__Passage shown__.
If you’re a painting contractor, you know the feeling.
You start running numbers in your head.
How long can you keep the crew busy?
How many weeks of winter can payroll survive?
Most painting and coating contractors treat this as a fact of life.
The “slow season” shows up every year.
You brace for it. You ride it out. You pray spring comes early.
Wrong.
The slow season is not a weather problem. It is a planning problem.
That quiet phone in December was decided back in July, when you were too busy to think about winter.
Here’s the good news: a dead winter is not your fate.
The contractors who stay booked through the cold months do six specific things while everyone else waits and worries.
This post breaks down all six. No fluff. Just the moves that keep jobs on the schedule when your competitors have gone quiet.
Let’s get into it…
The Real Cost of Just Riding It Out

Let’s be honest about what a slow season actually does to you.
It is not only fewer jobs. It is the weight that comes with them.
Every quiet week, you pay to keep a business running that is not bringing money in.
That math gets ugly fast.
That is the part nobody likes to admit.
The slow season does not just shrink your revenue.
It wears down your confidence and breaks up your crew.
Here’s the thing: almost none of that is required.
The winter dip is real. The size of it is mostly your choice.
You cannot control the weather.
You can control how ready you are when it arrives.
Move 1: Stop Calling It the Slow Season. Call It the Winter Season.

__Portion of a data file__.

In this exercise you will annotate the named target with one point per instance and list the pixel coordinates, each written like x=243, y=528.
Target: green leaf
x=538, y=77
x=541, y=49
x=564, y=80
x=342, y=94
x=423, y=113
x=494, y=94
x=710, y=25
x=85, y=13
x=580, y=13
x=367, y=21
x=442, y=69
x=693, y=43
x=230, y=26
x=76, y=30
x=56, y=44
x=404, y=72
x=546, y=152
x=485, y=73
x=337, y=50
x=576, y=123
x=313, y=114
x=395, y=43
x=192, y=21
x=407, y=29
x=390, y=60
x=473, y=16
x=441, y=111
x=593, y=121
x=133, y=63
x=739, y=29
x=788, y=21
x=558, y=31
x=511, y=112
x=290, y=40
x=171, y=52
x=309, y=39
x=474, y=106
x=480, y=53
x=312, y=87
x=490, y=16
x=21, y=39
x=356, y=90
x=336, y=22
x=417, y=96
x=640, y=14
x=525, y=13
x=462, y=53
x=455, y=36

__List of tasks__.
(a) Reproduce the post about painting contractors and the winter slow season in full, word for word.
(b) Transcribe every line of the listing, from start to finish, without changing anything.

__Per-task outputs__.
(a)
If you’re a painting contractor, you know the feeling.
You start running numbers in your head.
How long can you keep the crew busy?
How many weeks of winter can payroll survive?
Most painting and coating contractors treat this as a fact of life.
The “slow season” shows up every year.
You brace for it. You ride it out. You pray spring comes early.
Wrong.
The slow season is not a weather problem. It is a planning problem.
That quiet phone in December was decided back in July, when you were too busy to think about winter.
Here’s the good news: a dead winter is not your fate.
The contractors who stay booked through the cold months do six specific things while everyone else waits and worries.
This post breaks down all six. No fluff. Just the moves that keep jobs on the schedule when your competitors have gone quiet.
Let’s get into it…
The Real Cost of Just Riding It Out

Let’s be honest about what a slow season actually does to you.
It is not only fewer jobs. It is the weight that comes with them.
Every quiet week, you pay to keep a business running that is not bringing money in.
That math gets ugly fast.
That is the part nobody likes to admit.
The slow season does not just shrink your revenue.
It wears down your confidence and breaks up your crew.
Here’s the thing: almost none of that is required.
The winter dip is real. The size of it is mostly your choice.
You cannot control the weather.
You can control how ready you are when it arrives.
Move 1: Stop Calling It the Slow Season. Call It the Winter Season.

(b)
In this exercise you will annotate the named target with one point per instance and list the pixel coordinates, each written like x=243, y=528.
Target: green leaf
x=538, y=77
x=541, y=49
x=564, y=80
x=342, y=94
x=423, y=113
x=494, y=94
x=710, y=25
x=85, y=13
x=580, y=13
x=367, y=21
x=442, y=69
x=693, y=43
x=230, y=26
x=76, y=30
x=56, y=44
x=404, y=72
x=546, y=152
x=485, y=73
x=337, y=50
x=576, y=123
x=313, y=114
x=395, y=43
x=192, y=21
x=407, y=29
x=390, y=60
x=473, y=16
x=441, y=111
x=593, y=121
x=133, y=63
x=739, y=29
x=788, y=21
x=558, y=31
x=511, y=112
x=290, y=40
x=171, y=52
x=309, y=39
x=474, y=106
x=480, y=53
x=312, y=87
x=490, y=16
x=21, y=39
x=356, y=90
x=336, y=22
x=417, y=96
x=640, y=14
x=525, y=13
x=462, y=53
x=455, y=36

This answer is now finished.